Supplied material -
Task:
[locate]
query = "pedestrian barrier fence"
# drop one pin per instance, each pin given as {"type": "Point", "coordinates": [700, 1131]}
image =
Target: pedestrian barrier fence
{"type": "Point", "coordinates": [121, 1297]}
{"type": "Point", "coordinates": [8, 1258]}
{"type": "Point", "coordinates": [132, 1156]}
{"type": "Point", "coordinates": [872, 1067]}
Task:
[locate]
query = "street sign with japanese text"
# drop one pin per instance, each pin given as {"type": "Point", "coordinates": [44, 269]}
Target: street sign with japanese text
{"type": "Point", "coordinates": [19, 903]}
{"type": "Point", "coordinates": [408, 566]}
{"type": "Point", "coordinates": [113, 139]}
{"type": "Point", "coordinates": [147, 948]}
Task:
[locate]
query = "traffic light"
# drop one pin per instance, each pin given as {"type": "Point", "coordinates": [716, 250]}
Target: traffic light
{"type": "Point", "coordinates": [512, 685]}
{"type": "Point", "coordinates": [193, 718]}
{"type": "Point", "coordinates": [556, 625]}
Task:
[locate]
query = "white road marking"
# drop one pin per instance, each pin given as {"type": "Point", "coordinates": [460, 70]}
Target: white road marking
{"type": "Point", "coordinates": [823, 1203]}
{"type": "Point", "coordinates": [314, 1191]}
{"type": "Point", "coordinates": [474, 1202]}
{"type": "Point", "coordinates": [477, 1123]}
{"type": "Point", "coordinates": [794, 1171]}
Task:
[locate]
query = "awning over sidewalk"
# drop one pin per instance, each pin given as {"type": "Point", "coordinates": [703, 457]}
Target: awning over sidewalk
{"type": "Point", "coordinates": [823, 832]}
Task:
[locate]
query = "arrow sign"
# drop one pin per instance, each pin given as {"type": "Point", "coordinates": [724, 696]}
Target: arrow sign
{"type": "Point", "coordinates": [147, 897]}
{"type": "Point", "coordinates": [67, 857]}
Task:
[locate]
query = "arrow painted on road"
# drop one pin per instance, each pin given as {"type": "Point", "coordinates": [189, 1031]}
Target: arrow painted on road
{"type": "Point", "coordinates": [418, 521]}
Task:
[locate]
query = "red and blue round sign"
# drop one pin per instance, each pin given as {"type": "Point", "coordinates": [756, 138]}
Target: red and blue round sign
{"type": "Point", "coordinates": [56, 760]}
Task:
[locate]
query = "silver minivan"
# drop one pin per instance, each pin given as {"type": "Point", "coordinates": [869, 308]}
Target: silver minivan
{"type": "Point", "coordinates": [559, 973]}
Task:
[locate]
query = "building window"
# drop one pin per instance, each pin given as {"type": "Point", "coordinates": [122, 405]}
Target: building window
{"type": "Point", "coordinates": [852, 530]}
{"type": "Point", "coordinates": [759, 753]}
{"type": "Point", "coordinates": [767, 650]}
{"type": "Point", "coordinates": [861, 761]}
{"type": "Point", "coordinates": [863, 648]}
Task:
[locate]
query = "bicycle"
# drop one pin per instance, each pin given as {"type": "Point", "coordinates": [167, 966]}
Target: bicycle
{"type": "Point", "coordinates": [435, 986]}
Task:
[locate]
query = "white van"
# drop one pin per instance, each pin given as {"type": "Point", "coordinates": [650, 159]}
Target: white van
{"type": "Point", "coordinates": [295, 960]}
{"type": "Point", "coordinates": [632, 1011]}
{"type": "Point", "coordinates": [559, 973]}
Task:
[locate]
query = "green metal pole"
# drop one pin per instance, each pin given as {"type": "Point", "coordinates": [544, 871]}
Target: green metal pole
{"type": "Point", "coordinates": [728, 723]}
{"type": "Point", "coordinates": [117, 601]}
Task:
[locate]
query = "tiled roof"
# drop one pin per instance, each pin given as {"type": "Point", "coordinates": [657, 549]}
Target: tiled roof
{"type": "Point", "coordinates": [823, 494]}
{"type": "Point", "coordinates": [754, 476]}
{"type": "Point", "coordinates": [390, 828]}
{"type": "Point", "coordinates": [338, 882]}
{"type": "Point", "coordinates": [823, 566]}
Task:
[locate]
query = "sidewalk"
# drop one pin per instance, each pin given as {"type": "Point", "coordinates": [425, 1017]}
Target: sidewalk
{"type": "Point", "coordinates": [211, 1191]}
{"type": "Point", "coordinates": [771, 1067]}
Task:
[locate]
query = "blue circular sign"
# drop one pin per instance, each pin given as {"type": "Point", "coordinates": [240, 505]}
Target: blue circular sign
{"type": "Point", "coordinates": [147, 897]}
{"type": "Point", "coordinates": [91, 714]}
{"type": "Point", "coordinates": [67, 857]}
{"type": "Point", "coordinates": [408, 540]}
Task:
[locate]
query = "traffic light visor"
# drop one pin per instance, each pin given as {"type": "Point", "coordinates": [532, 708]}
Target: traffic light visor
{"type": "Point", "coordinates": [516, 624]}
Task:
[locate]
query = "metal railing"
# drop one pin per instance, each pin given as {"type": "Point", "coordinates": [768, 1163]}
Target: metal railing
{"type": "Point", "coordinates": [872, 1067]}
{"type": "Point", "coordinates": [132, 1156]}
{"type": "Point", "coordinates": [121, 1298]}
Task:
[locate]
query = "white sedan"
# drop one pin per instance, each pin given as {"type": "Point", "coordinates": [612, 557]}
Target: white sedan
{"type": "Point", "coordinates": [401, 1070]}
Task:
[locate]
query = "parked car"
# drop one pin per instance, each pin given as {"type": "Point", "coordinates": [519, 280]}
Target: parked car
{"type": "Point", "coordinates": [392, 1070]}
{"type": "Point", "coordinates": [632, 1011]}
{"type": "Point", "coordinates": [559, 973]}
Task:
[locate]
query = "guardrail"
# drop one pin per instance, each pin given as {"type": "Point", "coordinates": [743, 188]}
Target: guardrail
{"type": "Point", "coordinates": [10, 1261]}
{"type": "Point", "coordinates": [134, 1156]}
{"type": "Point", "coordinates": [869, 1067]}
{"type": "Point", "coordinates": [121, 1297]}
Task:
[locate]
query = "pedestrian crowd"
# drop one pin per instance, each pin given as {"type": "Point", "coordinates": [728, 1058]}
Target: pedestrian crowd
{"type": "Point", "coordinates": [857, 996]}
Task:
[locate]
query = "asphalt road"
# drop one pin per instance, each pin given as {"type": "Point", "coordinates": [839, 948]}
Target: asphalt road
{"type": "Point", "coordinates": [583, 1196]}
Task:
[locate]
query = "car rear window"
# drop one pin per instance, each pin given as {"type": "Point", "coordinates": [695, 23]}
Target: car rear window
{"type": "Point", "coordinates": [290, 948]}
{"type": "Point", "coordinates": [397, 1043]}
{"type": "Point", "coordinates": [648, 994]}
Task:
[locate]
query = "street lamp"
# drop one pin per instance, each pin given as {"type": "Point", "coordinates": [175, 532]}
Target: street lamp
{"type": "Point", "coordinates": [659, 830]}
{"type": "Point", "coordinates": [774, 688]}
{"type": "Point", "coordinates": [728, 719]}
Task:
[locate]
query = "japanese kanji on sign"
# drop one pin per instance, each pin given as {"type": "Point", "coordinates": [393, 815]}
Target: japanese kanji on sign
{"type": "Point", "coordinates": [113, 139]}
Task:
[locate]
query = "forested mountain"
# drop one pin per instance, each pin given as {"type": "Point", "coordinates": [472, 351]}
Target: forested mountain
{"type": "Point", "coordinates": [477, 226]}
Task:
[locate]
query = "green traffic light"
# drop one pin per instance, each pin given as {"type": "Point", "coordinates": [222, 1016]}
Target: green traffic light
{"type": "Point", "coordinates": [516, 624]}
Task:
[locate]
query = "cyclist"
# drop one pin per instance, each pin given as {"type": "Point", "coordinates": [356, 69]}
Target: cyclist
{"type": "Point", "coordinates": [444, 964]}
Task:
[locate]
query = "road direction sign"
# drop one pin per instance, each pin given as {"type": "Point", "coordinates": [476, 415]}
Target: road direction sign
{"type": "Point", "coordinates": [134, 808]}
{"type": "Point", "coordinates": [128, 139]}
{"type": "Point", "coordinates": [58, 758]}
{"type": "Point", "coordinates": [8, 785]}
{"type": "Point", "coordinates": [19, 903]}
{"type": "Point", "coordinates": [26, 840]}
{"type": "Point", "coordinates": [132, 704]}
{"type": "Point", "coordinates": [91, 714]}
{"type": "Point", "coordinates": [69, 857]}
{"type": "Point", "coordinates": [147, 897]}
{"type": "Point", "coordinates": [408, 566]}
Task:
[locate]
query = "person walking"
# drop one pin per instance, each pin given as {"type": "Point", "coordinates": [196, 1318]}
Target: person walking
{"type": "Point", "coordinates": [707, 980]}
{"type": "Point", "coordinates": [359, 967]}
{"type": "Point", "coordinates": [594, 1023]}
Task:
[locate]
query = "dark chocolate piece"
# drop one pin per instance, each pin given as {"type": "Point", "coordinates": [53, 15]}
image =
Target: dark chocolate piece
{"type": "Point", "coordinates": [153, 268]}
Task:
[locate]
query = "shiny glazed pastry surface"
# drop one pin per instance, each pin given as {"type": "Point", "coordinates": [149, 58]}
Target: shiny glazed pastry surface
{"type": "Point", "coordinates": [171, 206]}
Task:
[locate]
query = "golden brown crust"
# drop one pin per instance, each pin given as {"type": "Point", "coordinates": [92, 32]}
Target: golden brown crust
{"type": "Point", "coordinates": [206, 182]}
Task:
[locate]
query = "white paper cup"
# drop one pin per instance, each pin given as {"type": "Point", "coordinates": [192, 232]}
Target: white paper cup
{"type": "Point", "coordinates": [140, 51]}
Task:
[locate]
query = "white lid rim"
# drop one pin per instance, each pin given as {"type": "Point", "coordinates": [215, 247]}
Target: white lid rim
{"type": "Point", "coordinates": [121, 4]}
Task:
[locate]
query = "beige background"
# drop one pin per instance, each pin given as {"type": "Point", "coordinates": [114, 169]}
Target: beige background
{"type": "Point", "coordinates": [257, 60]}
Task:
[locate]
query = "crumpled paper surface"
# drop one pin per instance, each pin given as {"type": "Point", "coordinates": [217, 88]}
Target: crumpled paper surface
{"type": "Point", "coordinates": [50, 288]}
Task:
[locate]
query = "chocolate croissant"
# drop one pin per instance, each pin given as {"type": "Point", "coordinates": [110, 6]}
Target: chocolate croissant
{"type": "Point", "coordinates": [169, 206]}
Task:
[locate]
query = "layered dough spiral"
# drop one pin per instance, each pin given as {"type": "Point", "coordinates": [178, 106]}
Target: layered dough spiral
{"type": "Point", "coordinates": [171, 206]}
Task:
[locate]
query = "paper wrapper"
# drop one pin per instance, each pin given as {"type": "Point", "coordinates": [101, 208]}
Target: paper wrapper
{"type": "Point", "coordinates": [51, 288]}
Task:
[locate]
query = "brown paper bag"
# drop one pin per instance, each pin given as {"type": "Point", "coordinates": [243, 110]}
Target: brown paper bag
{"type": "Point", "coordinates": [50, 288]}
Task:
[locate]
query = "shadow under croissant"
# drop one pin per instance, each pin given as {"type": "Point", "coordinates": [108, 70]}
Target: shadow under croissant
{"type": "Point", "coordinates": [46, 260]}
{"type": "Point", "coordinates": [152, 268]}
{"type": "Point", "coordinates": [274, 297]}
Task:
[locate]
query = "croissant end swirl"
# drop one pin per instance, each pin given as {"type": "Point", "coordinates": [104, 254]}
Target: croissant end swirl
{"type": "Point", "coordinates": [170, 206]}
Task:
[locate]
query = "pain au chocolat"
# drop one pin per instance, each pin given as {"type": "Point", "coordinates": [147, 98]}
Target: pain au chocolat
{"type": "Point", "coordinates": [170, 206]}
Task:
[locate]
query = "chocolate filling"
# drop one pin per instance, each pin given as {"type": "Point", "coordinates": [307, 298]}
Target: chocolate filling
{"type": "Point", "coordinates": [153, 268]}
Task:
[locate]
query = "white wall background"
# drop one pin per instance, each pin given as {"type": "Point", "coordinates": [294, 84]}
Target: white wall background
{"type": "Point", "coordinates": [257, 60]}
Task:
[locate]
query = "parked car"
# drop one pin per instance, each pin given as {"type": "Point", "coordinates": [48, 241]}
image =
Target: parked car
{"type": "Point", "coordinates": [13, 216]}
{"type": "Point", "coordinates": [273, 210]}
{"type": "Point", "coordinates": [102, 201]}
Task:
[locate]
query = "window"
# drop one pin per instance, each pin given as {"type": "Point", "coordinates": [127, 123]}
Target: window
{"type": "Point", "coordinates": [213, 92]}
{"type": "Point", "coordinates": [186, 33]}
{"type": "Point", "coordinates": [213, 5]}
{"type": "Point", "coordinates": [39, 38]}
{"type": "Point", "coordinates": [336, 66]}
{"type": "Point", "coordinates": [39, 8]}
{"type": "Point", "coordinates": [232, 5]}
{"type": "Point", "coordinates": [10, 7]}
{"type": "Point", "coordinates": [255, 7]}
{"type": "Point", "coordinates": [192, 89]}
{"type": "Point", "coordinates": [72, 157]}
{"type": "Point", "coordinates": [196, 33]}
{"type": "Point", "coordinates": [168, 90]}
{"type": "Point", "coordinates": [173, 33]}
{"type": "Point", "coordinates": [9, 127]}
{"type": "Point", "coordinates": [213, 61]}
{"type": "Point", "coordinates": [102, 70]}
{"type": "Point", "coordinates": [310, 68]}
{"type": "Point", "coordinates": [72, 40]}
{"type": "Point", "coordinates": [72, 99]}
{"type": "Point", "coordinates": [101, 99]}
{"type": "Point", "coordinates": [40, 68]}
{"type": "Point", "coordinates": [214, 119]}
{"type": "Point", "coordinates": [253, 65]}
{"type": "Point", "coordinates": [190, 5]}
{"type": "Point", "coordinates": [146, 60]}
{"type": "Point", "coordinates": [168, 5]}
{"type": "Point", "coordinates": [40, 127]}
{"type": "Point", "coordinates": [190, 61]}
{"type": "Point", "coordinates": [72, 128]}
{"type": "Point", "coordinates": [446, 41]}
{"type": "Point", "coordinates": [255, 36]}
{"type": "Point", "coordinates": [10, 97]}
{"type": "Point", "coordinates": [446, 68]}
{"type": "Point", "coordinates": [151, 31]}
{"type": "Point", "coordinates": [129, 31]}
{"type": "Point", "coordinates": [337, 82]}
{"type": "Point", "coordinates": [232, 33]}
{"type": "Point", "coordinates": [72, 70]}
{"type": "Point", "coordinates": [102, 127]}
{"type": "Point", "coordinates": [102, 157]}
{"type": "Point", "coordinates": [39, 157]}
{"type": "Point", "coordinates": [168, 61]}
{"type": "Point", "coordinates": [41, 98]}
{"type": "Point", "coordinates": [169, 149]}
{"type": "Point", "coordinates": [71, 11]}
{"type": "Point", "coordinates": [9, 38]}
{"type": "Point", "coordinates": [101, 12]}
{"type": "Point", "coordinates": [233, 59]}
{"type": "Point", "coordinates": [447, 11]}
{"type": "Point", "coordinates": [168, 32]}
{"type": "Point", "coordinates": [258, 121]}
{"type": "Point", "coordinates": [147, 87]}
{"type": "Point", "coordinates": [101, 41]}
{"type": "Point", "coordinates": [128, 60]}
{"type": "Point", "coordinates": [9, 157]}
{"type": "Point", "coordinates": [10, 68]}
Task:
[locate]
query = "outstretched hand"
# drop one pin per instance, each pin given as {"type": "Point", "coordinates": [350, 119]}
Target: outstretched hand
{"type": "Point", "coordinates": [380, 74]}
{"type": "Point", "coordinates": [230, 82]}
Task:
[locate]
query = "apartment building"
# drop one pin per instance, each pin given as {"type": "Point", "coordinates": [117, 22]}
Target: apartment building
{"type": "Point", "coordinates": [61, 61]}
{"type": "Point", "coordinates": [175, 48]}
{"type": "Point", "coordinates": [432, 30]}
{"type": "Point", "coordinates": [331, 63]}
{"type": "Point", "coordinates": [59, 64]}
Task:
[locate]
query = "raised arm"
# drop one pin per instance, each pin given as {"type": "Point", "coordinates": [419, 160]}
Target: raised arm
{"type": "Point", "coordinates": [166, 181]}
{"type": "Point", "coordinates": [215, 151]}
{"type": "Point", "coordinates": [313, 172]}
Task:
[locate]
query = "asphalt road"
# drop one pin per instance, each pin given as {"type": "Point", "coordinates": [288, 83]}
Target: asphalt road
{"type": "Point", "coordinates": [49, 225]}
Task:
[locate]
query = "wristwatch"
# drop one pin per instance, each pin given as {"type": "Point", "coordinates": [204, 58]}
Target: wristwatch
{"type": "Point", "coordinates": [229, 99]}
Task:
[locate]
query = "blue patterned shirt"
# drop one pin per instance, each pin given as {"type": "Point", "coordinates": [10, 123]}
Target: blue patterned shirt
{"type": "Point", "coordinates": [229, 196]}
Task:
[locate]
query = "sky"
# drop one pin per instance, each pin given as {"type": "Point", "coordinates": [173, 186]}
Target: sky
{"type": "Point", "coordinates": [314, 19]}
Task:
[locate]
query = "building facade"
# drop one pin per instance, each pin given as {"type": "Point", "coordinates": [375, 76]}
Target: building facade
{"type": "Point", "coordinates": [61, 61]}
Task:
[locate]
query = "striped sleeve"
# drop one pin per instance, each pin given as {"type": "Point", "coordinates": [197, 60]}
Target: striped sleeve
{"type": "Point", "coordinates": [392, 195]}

Exercise prompt -
Tally the lines in the material above that contain the string "brown", and give only that number.

Final result -
4